» WRITTEN REQUEST:
Copy out every line in the items below that contains the string "Mark".

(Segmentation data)
+++++
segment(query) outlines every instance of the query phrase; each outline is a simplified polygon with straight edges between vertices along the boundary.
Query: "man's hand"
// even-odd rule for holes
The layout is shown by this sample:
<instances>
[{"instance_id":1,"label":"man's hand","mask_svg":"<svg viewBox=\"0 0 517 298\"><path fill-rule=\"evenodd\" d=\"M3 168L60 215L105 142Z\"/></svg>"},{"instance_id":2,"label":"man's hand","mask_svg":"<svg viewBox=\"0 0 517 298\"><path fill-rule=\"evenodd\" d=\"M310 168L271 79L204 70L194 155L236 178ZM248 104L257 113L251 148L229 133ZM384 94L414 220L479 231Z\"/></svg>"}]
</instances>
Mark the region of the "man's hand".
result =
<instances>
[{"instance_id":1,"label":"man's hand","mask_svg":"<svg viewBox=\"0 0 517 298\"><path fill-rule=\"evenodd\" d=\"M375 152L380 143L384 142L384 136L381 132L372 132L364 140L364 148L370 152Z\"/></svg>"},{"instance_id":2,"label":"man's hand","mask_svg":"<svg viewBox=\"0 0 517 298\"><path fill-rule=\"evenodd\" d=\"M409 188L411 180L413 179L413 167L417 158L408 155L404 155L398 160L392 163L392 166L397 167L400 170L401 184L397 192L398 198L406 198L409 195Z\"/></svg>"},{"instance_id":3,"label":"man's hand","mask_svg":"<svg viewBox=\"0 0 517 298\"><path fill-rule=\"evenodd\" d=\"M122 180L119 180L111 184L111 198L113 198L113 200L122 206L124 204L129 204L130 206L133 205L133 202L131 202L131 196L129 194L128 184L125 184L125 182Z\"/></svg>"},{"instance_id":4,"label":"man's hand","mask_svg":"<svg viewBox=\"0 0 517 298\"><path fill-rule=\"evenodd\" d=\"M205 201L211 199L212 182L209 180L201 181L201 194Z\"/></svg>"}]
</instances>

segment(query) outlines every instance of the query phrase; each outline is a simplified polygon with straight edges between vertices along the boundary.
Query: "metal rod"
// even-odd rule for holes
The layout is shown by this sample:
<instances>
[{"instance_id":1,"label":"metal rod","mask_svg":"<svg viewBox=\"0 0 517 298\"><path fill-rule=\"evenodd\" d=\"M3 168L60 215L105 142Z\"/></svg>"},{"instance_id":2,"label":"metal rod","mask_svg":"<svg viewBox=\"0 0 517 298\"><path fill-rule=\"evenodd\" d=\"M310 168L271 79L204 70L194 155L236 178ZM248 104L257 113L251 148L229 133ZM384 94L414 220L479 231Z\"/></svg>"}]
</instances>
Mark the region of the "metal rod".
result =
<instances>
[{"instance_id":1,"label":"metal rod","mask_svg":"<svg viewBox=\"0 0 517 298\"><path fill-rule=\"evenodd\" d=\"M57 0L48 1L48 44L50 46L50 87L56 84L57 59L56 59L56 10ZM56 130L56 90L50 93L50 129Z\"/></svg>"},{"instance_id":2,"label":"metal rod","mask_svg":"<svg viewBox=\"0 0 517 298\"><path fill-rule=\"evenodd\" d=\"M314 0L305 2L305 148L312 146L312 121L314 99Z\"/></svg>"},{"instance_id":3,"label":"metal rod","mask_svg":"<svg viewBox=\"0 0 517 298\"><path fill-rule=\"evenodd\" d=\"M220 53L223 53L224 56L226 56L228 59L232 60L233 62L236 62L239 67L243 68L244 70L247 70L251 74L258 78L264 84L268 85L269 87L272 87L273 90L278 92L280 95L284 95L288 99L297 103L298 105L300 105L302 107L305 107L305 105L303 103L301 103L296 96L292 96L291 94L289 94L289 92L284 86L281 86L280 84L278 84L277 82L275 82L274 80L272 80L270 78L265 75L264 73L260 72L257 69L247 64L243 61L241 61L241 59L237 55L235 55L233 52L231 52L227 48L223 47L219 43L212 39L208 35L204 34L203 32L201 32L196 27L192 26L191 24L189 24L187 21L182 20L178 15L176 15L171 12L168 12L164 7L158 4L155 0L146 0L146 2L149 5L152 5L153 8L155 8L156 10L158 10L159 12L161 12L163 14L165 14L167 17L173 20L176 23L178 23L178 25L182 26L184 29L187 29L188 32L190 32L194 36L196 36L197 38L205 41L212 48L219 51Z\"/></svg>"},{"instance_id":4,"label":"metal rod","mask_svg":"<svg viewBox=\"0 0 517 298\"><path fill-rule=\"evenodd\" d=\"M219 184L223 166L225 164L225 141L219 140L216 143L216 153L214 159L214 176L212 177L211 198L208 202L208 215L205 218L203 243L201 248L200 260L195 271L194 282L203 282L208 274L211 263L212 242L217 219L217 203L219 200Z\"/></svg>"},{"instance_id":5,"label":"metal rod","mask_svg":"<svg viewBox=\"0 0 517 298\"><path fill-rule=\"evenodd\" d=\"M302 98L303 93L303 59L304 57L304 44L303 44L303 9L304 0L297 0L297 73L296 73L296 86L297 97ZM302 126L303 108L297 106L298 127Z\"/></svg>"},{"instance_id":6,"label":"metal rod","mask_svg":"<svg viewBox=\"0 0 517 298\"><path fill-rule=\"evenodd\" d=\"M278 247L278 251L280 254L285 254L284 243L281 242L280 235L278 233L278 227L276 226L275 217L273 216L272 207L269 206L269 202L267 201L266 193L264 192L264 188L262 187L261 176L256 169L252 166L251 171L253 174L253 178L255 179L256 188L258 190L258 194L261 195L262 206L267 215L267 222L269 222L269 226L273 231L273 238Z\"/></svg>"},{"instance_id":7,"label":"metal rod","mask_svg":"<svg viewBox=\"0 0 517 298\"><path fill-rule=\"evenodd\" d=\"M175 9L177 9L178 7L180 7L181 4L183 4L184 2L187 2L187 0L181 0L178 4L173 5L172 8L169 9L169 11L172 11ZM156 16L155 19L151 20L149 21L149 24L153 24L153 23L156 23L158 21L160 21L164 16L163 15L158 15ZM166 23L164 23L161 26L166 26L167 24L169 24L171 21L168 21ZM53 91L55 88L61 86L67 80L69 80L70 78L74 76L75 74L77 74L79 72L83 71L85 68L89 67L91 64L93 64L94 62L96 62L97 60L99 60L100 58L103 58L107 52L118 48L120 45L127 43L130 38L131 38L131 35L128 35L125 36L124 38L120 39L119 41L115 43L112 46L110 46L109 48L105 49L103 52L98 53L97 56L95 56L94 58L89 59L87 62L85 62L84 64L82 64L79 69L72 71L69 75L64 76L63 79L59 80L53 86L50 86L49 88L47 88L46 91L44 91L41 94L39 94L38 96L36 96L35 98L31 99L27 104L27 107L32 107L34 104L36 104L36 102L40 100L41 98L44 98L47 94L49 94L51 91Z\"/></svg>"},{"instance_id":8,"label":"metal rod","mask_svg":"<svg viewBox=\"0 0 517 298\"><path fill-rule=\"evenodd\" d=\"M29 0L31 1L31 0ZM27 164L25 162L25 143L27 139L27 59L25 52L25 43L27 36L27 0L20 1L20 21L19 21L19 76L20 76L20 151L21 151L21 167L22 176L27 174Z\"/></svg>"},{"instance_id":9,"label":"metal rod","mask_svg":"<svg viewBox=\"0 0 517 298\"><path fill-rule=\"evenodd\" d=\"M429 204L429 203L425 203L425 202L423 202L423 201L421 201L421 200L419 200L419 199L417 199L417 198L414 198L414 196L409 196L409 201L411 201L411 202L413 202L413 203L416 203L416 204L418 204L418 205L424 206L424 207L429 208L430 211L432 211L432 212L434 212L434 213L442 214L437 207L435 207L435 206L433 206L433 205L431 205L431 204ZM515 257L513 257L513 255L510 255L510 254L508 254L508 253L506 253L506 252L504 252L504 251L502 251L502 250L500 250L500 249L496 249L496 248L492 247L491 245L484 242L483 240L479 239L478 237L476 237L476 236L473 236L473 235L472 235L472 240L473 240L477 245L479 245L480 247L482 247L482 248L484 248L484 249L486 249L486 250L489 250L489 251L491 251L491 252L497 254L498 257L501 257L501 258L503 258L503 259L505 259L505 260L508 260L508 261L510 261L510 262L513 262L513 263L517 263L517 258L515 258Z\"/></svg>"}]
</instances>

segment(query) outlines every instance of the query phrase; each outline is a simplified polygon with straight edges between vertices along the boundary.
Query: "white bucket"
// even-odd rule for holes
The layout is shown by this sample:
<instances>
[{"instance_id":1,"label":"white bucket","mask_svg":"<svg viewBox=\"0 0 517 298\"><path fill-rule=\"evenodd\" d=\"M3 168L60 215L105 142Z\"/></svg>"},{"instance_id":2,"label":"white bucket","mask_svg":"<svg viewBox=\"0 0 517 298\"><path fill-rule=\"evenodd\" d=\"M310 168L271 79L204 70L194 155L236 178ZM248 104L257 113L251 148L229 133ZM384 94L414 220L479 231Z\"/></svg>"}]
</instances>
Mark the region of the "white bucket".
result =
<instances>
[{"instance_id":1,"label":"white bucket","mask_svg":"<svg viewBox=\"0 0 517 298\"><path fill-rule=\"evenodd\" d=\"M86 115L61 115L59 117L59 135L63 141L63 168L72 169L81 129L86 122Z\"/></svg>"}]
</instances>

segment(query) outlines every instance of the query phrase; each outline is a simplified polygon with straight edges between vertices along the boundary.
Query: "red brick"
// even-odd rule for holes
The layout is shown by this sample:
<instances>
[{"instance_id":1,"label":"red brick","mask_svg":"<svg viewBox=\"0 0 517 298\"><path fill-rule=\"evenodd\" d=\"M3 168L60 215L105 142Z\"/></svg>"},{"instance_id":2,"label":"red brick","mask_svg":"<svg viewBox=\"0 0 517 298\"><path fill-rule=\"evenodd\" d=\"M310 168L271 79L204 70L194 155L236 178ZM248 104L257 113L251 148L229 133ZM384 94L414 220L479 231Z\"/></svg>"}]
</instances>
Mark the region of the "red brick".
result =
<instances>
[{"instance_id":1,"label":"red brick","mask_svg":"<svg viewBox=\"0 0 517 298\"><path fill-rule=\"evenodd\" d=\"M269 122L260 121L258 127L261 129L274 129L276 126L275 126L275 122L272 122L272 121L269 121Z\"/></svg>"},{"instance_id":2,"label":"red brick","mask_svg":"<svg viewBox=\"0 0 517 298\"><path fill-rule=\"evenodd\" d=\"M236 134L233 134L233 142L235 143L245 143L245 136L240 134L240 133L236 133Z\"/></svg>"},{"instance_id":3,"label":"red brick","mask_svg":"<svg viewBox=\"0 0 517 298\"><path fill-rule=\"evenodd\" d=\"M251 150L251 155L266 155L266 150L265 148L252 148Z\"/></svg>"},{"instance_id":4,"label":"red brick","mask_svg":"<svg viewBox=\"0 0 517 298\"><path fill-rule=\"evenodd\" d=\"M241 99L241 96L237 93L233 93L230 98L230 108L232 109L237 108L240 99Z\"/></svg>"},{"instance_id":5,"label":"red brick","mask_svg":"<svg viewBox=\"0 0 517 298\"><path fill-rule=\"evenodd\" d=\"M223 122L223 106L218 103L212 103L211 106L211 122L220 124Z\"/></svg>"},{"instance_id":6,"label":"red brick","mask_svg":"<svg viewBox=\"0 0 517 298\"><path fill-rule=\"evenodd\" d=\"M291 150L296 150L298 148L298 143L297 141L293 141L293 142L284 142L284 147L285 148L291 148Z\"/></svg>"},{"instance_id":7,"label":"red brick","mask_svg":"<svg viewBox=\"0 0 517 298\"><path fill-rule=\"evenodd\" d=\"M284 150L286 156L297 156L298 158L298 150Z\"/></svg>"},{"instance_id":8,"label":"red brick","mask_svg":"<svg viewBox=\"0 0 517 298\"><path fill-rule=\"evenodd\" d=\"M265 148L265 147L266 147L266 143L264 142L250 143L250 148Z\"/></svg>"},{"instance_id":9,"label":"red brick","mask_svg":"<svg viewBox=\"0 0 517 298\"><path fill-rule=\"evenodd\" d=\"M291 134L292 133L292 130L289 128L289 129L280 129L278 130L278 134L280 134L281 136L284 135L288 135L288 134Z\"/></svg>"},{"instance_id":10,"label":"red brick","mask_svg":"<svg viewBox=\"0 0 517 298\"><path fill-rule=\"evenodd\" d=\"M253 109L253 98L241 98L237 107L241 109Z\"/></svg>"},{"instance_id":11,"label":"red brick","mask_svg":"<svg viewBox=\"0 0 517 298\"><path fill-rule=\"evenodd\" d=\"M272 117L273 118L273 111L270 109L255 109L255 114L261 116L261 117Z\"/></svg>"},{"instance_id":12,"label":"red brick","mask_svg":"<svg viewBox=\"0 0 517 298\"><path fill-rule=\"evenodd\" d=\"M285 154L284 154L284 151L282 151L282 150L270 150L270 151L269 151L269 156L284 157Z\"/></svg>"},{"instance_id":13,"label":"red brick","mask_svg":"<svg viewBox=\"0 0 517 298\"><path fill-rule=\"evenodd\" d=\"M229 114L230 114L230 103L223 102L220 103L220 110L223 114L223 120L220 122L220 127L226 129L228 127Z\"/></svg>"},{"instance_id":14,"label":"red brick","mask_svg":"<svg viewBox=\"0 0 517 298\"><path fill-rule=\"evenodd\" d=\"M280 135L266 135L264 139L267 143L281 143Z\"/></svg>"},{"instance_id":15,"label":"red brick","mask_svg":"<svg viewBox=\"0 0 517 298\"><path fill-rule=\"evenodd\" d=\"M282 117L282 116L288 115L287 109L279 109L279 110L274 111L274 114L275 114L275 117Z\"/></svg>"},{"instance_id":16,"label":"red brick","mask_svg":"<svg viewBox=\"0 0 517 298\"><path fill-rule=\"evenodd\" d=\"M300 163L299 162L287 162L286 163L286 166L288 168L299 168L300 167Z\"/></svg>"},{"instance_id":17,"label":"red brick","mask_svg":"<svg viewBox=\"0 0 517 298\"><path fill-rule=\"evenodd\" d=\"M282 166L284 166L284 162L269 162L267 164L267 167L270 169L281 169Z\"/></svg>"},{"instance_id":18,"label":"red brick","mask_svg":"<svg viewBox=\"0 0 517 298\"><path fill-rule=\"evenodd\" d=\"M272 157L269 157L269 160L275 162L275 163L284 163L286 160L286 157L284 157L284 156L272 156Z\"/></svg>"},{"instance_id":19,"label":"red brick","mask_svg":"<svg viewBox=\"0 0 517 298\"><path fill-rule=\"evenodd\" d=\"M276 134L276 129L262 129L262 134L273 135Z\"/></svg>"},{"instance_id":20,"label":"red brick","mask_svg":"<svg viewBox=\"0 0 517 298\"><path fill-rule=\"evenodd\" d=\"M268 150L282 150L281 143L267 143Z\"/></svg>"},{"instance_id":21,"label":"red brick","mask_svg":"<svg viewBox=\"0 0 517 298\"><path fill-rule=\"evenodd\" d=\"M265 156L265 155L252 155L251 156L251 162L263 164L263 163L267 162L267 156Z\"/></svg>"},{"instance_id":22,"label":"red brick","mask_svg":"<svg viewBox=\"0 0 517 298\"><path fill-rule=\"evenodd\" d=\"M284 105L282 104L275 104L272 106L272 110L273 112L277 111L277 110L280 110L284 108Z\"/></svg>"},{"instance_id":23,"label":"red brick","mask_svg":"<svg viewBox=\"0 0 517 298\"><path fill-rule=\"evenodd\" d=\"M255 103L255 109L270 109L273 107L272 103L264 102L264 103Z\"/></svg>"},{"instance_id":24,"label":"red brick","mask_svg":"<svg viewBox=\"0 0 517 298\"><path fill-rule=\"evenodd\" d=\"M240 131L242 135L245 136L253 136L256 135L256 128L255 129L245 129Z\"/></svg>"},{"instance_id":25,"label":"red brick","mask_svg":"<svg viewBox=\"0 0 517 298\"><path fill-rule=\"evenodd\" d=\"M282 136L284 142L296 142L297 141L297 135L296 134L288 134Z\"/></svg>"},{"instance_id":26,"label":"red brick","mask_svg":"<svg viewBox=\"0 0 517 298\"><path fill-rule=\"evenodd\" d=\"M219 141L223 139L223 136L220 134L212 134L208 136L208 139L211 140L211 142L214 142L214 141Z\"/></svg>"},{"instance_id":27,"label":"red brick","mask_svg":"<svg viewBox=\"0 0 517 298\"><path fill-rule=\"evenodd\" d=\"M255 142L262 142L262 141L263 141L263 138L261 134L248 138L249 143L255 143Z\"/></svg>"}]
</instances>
+++++
» ANSWER TO THIS TASK:
Mark the region of the "man's hand".
Mark the region of the "metal rod".
Mark the region of the "white bucket".
Mark the region of the "red brick".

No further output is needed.